§ EXERCISE DIRECTIONS: Reproduce every item below verbatim, keeping each on its own line.

§ RAW DATA:
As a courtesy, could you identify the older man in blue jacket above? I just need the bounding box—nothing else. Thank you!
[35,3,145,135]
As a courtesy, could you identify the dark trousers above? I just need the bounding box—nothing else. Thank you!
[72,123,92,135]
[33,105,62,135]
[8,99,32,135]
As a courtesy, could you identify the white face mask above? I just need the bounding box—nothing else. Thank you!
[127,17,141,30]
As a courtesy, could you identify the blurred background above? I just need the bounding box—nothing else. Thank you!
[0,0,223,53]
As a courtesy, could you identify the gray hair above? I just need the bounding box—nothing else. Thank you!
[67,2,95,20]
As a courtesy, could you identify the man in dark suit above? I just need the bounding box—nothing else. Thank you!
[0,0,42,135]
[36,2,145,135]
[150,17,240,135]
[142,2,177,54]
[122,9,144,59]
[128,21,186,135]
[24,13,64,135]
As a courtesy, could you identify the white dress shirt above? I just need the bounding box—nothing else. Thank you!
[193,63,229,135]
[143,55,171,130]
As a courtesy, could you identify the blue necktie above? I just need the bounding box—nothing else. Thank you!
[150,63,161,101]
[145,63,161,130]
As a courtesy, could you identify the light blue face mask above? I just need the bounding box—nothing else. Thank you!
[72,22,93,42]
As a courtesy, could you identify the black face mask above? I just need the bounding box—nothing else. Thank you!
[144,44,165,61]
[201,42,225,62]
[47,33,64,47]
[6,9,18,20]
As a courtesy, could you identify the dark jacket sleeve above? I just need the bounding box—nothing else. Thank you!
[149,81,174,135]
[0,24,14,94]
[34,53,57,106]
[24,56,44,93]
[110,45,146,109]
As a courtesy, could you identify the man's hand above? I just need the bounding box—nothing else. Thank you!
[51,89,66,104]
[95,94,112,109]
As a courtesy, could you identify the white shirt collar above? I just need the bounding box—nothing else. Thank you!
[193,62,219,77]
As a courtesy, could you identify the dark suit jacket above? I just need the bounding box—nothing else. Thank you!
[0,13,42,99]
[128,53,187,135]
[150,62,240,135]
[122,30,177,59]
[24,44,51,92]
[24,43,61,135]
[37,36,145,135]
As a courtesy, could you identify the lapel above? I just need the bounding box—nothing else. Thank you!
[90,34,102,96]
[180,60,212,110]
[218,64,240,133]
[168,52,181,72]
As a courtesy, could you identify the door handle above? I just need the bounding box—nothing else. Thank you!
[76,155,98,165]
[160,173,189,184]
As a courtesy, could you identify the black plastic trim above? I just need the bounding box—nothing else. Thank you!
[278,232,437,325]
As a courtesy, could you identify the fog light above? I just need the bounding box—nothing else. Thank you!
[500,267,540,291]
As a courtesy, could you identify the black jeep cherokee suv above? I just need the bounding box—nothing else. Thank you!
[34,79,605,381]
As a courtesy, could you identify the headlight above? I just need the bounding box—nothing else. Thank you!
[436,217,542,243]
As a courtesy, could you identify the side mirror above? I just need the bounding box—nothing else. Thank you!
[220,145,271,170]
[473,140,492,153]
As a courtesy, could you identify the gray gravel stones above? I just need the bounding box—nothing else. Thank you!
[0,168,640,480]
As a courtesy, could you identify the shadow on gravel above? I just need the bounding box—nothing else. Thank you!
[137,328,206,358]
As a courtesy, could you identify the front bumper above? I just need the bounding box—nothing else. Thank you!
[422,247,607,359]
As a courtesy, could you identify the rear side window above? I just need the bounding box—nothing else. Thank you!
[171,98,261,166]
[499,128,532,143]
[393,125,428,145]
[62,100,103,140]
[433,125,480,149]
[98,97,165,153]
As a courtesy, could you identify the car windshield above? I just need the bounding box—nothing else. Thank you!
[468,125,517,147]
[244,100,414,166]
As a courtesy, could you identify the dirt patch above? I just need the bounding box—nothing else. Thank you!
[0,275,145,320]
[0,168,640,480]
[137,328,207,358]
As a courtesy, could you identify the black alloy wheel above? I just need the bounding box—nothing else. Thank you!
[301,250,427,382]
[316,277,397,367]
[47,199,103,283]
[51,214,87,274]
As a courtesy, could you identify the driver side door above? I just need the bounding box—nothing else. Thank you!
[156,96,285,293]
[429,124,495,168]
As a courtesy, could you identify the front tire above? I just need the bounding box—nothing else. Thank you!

§ WORKED SOLUTION:
As a courtesy, could you identify the older man in blue jacket above? I just need the bounding box—nothing else. Thank you!
[35,3,145,135]
As a courtesy, could you identify the dark trousers above? I just need the bounding box—nothing else. Thank you!
[72,123,92,135]
[33,105,62,135]
[8,99,32,135]
As a courtesy, could you identify the white face mask above? I just need the bounding box—nothing else. Thank you!
[127,17,141,30]
As a courtesy, could you identify the blurred background above? I just need the bounding box—nothing else. Thank you!
[0,0,223,53]
As a courtesy, could you identify the gray hair above? I just need the bounding box—nothing else. Thank you!
[67,2,95,20]
As a courtesy, could you identify the man in dark suit above? I just need the bounding box—nothing else. Thank you!
[0,0,42,135]
[36,2,145,135]
[150,17,240,135]
[142,2,177,54]
[122,9,144,59]
[128,21,186,135]
[24,13,64,135]
As a courtesy, could you identify the white dress shirt above? I just need the bounding box—nothing else. Thank you!
[193,63,229,135]
[143,55,171,130]
As a courtesy, could you identify the blue necktie above? I just need the bounding box—nothing else. Thank you!
[150,63,161,101]
[145,63,161,130]
As a courtesy, could you identify the light blue face mask above? I just need the bounding box—nothing else. Thank you!
[72,22,93,42]
As a courtesy, could you identify the black face mask above? I just need the bounding box—nothing else. Thank you!
[144,44,165,61]
[201,42,225,62]
[47,33,64,47]
[6,9,18,20]
As a courtesy, could you identify the dark jacket sleeve above? I just need the bounding box—nothing else. Thank you!
[149,81,174,135]
[0,24,14,94]
[34,53,57,106]
[24,56,44,93]
[110,45,146,109]
As a courtesy, could you identify the man's hand above? I just need the bounding box—nothing else. Thank you!
[51,89,66,104]
[95,94,112,109]
As a courtesy, could you identify the white shirt collar above? I just need the bounding box—nothing else. Thank you!
[193,62,219,77]
As a courtesy, could you identify the dark suit jacket above? I just need the bounding box—nothing else. Thank you!
[0,13,42,99]
[128,53,187,135]
[150,62,240,135]
[122,30,177,59]
[24,44,51,92]
[24,43,61,135]
[37,36,145,135]
As a courtesy, could you identify the lapel above? I just need the bounding box—nothing else. Thank you!
[90,34,102,96]
[180,60,212,110]
[218,64,240,133]
[168,52,181,72]
As a courtesy, could you identify the door handle above? I just need the bounding box—nothing else. Thank you!
[76,155,98,165]
[160,173,189,184]
As a courtesy, could you identify the black plastic trim above? I just need the bounding box—nothing else. Thank you!
[278,232,437,325]
As a courtesy, could you identify the fog light above? I just need the bounding box—nothing else. Thank you!
[500,267,540,291]
As a courtesy, could you identify the black jeep cherokee suv above? I just need the bounding box—nothing else. Thank you!
[34,79,605,381]
As a courtesy, could you identify the headlight above? I just need the bounding box—nothing else. Thank you!
[436,217,542,243]
As a courtesy, could you identify the side mirror above? I just need the bounding box—nothing else. Thank you!
[220,145,271,170]
[473,140,492,153]
As a courtesy, could you identify the gray gravel stones above? I just need the bounding box—nothing else. Thank you!
[0,168,640,480]
As a courtesy, could you identify the shadow on gravel above? I just need the bounding box—nothing else. Thank you!
[137,328,206,358]
As a courtesy, could you identify the front bumper above? I just need the bounding box—nothing else. Thank you!
[422,247,607,359]
As a courtesy, could you identify the rear side window above? I just need the bounding box—nothing else. Thank you!
[171,98,261,166]
[499,128,532,143]
[393,125,428,145]
[62,100,103,140]
[433,125,480,149]
[98,97,165,153]
As a courtesy, could you identify the car windshield above? I just need the bounding box—nothing else. Thank you!
[468,125,517,147]
[244,100,414,166]
As a courtesy, could you identify the dirt patch above? I just need the bounding box—nothing else. Thank you!
[0,275,145,320]
[0,168,640,480]
[137,328,207,358]
As a courtesy, could you identify the black alloy wheel above? I just need the bounding box—nothing else. Thank you!
[301,250,427,382]
[316,277,397,367]
[47,199,103,283]
[51,214,87,274]
As a courtesy, could you identify the driver side door above? I just need the bounding box—nothing else. Thank you!
[156,96,285,293]
[429,124,495,168]
As a courtesy, could you identify the front tire above? I just need the bounding box—nothing else. Thank you!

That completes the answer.